STATED PROBLEM -
Gather every line of the material that contains the word "hair", and copy each one in full.

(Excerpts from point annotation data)
· · · · ·

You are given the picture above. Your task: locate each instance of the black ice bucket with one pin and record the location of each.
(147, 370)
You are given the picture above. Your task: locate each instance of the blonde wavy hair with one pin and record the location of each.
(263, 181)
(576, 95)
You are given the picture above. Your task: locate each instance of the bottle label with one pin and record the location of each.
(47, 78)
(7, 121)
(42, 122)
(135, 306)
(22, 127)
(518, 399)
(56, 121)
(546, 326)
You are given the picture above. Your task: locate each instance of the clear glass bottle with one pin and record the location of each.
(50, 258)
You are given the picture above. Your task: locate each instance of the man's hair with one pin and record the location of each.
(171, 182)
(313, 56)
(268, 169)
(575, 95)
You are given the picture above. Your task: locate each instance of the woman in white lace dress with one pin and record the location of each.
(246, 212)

· · · · ·

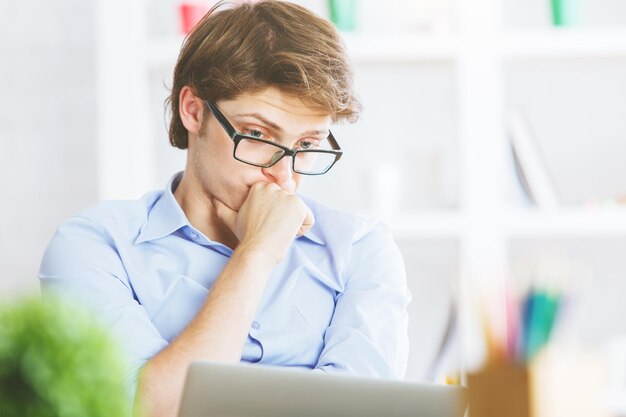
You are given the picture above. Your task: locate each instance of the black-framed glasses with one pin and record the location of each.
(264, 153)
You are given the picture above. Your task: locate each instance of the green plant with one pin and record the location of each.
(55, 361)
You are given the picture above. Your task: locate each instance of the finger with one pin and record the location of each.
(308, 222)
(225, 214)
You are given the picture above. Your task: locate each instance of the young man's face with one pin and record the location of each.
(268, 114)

· · · · ·

CORRECT RESULT -
You are given the picture above. Your task: locate each instance of the blonde wavy hair with one pin and record the location of each.
You are given the picture above. Your task: locate each instance of the man's hair with one pin and record the location of each.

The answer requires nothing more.